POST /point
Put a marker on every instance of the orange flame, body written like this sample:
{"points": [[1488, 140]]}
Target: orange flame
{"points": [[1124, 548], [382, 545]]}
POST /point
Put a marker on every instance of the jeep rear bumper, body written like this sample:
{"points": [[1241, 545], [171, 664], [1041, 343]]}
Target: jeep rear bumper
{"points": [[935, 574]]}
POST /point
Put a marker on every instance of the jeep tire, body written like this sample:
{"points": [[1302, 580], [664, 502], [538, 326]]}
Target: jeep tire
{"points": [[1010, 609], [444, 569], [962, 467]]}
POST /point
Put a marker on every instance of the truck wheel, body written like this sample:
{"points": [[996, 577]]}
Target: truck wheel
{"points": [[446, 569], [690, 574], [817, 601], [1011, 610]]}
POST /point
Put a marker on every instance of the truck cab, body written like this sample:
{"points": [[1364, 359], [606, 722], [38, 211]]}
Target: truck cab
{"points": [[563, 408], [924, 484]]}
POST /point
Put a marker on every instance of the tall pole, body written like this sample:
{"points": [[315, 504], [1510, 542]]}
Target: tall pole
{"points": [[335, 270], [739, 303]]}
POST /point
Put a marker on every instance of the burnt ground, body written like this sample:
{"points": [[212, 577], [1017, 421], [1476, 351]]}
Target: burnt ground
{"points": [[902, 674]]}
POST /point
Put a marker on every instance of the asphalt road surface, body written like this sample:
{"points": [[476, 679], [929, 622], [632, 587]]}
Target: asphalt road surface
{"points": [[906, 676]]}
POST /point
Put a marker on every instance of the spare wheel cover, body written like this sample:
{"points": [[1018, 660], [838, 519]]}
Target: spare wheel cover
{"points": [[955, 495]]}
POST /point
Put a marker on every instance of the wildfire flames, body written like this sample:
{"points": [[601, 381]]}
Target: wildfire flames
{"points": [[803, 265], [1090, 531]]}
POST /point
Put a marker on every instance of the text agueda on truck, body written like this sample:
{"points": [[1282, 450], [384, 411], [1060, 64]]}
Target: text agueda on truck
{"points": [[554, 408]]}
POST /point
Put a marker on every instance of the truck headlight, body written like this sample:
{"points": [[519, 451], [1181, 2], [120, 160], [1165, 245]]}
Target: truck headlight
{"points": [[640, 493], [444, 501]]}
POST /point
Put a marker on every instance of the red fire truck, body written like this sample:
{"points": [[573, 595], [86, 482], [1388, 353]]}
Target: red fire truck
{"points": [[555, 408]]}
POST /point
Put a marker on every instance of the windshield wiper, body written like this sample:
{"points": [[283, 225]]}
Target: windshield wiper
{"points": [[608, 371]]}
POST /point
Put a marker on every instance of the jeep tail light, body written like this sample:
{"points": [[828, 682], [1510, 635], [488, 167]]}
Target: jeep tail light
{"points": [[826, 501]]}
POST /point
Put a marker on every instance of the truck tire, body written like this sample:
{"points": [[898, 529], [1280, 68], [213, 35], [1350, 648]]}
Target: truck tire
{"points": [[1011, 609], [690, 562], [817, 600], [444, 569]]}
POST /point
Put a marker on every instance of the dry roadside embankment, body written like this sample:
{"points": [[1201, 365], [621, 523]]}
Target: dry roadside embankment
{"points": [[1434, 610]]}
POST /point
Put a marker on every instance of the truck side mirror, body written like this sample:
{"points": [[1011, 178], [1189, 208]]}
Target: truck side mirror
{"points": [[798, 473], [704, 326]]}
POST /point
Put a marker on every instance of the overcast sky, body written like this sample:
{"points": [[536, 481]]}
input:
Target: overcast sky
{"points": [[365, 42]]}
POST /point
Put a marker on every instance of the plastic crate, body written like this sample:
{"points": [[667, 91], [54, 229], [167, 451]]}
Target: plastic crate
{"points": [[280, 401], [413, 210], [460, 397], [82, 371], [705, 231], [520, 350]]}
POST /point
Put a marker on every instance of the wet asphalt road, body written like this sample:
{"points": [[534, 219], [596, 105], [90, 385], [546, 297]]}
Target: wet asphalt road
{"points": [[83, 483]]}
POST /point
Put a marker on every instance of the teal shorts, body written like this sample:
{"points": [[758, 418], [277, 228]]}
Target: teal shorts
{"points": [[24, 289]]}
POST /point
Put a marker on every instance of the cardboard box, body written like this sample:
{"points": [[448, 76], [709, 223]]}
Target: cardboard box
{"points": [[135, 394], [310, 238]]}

Instructions for the task – State how many lines of the data above contain the string "tail" with case counting. Reply with the number only.

Correct response – 2